(INSTRUCTIONS TO FOLLOW)
Arrange every one of the records below as a two-column CSV with the header row instruction,points and one row per record. Put the record's text under instruction and its answer under points, each in a single double-quoted field with line breaks replaced by spaces.

(INPUT MATERIAL)
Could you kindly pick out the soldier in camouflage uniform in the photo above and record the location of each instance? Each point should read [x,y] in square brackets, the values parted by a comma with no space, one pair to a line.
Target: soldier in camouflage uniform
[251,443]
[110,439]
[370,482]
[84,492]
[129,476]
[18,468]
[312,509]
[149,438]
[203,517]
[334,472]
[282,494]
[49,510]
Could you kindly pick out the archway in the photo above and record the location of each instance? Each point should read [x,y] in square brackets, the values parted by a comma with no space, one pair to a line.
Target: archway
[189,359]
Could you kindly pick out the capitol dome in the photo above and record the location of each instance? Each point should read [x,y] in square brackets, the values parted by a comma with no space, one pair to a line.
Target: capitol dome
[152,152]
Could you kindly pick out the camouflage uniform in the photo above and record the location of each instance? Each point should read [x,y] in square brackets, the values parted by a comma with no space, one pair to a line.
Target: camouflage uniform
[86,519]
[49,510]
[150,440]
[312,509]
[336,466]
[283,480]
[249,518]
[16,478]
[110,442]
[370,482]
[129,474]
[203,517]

(SOLUTION TO THIS EXERCISE)
instruction,points
"Could you kindly pick out the soldier in camouflage uniform in the photo above and record the location of each instance? Each point should read [x,y] in square brackets, the values parted by a comma with no space, one pair to a line. Target: soldier in camouflage uniform","[251,443] [110,439] [370,482] [84,492] [129,476] [18,468] [312,509] [149,438] [203,517] [334,472] [282,494] [49,510]"
"Could you kindly pick out the archway in the photo above and record the location of each instance? Each point should read [x,y] in square brackets, the values parted by a comma with no space, one pair to a line. Target: archway","[189,359]"
"Could you kindly pick out the capitol dome in the photo above and record the location of each instance? Each point should read [x,y] in square brackets, the values parted by a comma with no space, one pair to a line. Target: capitol dome","[152,152]"
"Could you kindly pick out the camouflage uniform in the photo above and record the location of each instance? Each point should read [x,y] in square brackets, the values parted by a comma with no space, one pair to a line. Target: camouflage uniform","[86,519] [49,510] [150,440] [312,509] [336,466] [283,480] [249,518] [16,478] [110,442] [370,482] [129,474] [203,517]"